**Passage provided:**
○ ○ ○ ○ ○ ○ ○

Two small points before I respond to your questions. One: all I have is a hypothesis that can guide research. In itself, it is not a theory and I cannot hope to convince anyone (at this stage) that this hypothesis is true. It requires years of research (of different kinds) before it can be made compelling. Therefore, please know that I understand your skepticism and find it only natural. Two: However, I will give you some indications about why I find the hypothesis interesting and worthy of further research. I will choose some examples at random to indicate the kind of problems that this hypothesis promises to solve.
1. Of course, you are right about the fact that many Brahmin groups either fight for superiority or merely believe in the superiority of their own ‘jati’s’. While there is nothing wrong about it, I do not consider either of them as an indication of hierarchy. For instance, the Smartha’s the Saivas and the Vaisnavites also fight each other and proclaim their own superiority over the other groups. But that does not mean that we can organize them hierarchically. Nor can they do so themselves. The same applies, for instance, to the followers of Jnana, Karma, Bhakti and Yoga paths to enlightenment. While each fights the other and proclaims its own superiority, it is not possible to organize them hierarchically, even though there are some sporadic attempts by the followers of these traditions to do precisely that. In this sense, while the Havyaka’s might think they are the ‘superior’ Brahmins, there is no way to rank them vertically with respect to other Brahmin groups.
2. This stands in contrast to the hierarchy that seems to exist among the so-called lower castes. Here, there seems to a hierarchy in the pecking order: for instance, the fight between Madiga and Holeya groups in Karnataka does not resemble the fight between, say, Madhva and Smartha groups or between the ‘Babburkamme’ and ‘Havyaka’ jatis. In the former case, there are stricter ‘rules’ about inter-dining, marriage, entering the house and so on. I have this in mind when I speak about the hierarchical organization among the so-called Lower castes. Let me illustrate this by using the CSLC research. They tried to ascertain ‘social hierarchy’ that might or might not exist between different jati’s from the Brahmins at one end of the spectrum to, say, Kuruba’s at the other end. Here, they were unable to find any (or many) indications of a hierarchy. This research suggests that it might be foolish to look for a ‘caste hierarchy’ (that tracks the Varna system in some way or another) in the Indian society. Now comes the next stage of research, about which we need to think more carefully. Are there jati distinctions, say, within and among the Madiga’s in different parts of Karnataka? Do they have ‘rules’ about marriage, dining, entering houses, rituals and festivals and so on and so forth with respect to intra-Madiga intercourse? This internal differentiation is what I am talking about now. It is my hypothesis that, if and when fieldwork is conducted by using many dimensions (and assigning weights to them is some form or another), we will see a hierarchy emerging within the Madiga communities. The next step is to plot this hierarchy within the Madiga community against a similar investigation into the Holeya’s. At that stage, we will begin to see whether or not my hypothesis about a hierarchy among the so-called lower caste groups will require changes.

○ ○ ○ ○ ○ ○ ○

**Your task:**
Continue the text on caste hierarchy among jatis from the point where it stops. The rows that follow are separate material and have no connection to the text on caste hierarchy.

○ ○ ○ ○ ○ ○ ○

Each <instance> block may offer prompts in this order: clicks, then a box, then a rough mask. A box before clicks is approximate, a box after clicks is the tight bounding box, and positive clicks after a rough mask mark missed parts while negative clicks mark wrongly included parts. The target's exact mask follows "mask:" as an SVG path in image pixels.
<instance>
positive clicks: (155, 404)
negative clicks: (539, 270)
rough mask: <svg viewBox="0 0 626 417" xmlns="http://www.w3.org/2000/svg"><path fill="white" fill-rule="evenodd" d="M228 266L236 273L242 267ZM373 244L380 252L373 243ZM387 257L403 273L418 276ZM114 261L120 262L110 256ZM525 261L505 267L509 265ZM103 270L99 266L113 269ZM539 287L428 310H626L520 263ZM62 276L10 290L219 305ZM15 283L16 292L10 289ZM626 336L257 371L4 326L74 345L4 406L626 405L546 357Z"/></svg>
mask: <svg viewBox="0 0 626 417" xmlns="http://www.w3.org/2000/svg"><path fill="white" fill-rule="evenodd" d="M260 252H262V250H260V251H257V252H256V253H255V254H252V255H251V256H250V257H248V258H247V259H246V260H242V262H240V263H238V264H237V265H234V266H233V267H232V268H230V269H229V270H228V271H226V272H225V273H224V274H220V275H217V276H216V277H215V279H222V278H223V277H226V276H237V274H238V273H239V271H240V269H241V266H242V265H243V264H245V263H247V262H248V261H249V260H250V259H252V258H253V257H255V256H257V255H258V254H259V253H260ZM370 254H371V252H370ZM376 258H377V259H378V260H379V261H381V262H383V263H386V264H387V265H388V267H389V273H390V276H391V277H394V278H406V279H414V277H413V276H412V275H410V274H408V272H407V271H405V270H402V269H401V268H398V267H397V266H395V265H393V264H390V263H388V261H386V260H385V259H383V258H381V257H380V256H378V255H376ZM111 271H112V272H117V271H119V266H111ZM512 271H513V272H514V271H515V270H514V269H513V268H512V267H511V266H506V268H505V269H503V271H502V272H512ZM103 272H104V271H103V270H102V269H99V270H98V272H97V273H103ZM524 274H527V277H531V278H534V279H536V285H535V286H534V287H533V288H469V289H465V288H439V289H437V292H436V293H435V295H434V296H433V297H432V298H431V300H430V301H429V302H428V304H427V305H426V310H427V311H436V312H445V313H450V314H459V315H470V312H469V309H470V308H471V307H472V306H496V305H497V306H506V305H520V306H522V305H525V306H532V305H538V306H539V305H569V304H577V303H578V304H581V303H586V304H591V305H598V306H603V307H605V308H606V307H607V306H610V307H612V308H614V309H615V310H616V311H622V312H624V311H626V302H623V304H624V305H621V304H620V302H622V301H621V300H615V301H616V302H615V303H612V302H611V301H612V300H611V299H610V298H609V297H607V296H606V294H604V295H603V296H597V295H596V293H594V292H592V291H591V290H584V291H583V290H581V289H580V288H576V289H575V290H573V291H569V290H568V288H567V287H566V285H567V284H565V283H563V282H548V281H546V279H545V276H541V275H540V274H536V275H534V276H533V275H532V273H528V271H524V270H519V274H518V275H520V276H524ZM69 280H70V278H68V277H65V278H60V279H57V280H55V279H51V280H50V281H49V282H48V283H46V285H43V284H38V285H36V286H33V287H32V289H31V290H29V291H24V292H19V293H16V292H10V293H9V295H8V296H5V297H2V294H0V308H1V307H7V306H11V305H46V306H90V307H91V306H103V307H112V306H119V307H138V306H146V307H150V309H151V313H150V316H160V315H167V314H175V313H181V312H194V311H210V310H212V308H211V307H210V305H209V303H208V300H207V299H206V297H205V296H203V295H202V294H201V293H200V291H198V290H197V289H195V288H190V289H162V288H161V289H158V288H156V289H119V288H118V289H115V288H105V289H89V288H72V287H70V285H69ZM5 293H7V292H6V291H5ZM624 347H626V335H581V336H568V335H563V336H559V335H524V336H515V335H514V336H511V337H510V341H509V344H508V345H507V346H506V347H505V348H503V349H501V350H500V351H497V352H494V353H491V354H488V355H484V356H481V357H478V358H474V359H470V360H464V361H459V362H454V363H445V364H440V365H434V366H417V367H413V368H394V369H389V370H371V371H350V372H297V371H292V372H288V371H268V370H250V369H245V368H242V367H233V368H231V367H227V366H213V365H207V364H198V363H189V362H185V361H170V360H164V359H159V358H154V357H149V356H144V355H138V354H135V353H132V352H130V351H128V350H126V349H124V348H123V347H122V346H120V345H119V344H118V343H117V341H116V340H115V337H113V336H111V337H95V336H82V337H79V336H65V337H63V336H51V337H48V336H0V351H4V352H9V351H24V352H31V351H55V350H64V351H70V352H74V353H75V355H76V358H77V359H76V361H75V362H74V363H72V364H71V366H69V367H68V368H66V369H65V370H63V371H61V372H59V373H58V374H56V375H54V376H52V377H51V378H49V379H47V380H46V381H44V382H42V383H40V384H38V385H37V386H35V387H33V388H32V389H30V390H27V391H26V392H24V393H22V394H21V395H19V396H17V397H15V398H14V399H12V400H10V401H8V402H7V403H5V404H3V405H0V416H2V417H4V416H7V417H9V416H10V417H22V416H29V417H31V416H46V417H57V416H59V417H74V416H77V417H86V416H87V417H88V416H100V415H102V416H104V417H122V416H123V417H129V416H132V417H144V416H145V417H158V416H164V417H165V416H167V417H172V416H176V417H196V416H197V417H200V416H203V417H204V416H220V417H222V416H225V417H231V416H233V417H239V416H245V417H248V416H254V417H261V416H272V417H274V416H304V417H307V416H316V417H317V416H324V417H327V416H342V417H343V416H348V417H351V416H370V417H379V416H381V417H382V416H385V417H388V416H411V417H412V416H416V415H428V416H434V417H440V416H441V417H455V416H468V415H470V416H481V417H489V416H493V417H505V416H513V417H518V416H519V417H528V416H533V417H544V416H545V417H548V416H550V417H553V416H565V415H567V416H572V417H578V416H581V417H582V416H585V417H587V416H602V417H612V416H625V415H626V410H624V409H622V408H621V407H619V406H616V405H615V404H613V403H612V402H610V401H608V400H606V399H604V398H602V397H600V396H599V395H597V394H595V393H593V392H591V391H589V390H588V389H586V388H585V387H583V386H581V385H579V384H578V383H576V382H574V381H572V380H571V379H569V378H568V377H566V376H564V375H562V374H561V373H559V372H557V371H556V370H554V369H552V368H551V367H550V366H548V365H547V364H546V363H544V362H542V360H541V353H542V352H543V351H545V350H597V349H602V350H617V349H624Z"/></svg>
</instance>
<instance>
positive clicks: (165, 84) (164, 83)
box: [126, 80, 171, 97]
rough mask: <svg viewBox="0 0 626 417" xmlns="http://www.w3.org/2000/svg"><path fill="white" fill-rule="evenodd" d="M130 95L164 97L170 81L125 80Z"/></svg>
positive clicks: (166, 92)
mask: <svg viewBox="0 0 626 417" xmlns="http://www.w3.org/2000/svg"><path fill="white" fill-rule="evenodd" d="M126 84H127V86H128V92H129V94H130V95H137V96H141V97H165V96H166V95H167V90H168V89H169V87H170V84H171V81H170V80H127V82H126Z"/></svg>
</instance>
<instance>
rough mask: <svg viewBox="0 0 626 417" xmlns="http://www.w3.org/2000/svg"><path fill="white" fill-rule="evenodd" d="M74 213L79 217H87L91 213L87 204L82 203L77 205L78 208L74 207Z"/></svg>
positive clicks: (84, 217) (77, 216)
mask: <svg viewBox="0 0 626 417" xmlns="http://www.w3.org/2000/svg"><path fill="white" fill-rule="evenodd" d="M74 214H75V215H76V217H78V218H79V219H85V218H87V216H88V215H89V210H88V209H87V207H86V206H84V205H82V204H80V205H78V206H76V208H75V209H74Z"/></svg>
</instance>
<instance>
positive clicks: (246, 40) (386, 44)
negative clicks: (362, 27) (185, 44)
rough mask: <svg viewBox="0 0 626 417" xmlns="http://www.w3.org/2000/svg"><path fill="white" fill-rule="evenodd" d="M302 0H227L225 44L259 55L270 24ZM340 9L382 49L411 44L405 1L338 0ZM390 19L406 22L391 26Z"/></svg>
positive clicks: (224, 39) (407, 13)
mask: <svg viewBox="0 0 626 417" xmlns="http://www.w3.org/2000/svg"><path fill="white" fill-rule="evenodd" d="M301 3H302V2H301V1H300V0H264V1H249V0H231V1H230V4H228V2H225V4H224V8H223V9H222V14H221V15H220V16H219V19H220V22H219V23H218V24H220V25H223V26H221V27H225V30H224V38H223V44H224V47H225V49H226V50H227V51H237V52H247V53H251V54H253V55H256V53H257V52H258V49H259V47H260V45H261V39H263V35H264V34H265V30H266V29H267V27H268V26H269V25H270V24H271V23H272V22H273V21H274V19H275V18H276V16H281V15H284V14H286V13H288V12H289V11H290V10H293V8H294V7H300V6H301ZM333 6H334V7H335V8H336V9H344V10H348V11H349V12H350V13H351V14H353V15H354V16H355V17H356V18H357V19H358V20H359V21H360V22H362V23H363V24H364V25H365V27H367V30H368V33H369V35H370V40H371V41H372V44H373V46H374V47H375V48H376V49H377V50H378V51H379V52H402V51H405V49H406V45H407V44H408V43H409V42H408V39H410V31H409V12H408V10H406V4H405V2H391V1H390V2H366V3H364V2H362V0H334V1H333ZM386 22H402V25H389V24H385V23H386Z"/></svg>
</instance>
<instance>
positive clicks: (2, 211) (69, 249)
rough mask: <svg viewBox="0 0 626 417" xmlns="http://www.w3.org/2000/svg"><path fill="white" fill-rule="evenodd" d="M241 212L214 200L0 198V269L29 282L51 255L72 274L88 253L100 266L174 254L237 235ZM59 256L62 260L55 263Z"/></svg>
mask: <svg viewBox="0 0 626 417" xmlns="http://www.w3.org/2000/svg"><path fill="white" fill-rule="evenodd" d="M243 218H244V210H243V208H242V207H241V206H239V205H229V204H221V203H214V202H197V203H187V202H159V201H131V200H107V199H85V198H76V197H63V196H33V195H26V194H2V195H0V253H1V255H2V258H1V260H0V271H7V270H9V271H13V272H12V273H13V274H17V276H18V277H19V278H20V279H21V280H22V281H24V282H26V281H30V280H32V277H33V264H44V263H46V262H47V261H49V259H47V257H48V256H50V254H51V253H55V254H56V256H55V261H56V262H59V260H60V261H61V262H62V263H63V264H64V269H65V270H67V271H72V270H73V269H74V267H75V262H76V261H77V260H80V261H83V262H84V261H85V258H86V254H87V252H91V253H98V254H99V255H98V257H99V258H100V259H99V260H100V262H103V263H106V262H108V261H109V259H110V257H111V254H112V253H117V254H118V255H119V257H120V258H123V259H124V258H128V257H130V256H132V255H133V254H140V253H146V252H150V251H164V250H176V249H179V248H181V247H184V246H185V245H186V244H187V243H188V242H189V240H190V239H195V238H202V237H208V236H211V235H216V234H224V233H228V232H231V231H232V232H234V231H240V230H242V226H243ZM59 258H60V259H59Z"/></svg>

○ ○ ○ ○ ○ ○ ○

**Output of the task:**
3. This hierarchy among the so-called lower caste groups DOES NOT constitute ‘the social structure’ of India or Karnataka. At best, the research into the structure of these so-called lower castes will tell uswhether their jati organization is hierarchical or not. What the Europeans did was to generalize the organizational structure of the different caste groups as though this constituted the social structure of the Indian society. Having thus (falsely) believed that, say, the structure of the Madiga’s and the nature of their interaction with the Hoelya’s constituted the social structure of the society, they looked for a ‘theoretical framework’ to accommodate this ‘fact’. And they found that in, say, the Purusha Sukta and Manu. Then they looked for ‘culprits’ who were responsible for thrusting such a social structure on the throats of all people. They found them in the ‘Brahmin Priests’. [Of course, the ‘Brahmins’ also told the British (and other Europeans) that they were ‘superior’ to all other groups in society as well. But that is not the focus of my story now.]
4. The social structure of India consists of those mechanisms that allow BOTH the hierarchical and heterarchical organizational structures to co-exist and interact with each other, and to reproduce themselves. These mechanisms themselves will be structured and these constitute ‘the social structure’ of India. Thus, unlike Europe, where primarily hierarchical organizations existed and reproduced themselves, in India, by contrast, a plurality of organizational structures flourished without problems. That is what I am talking about.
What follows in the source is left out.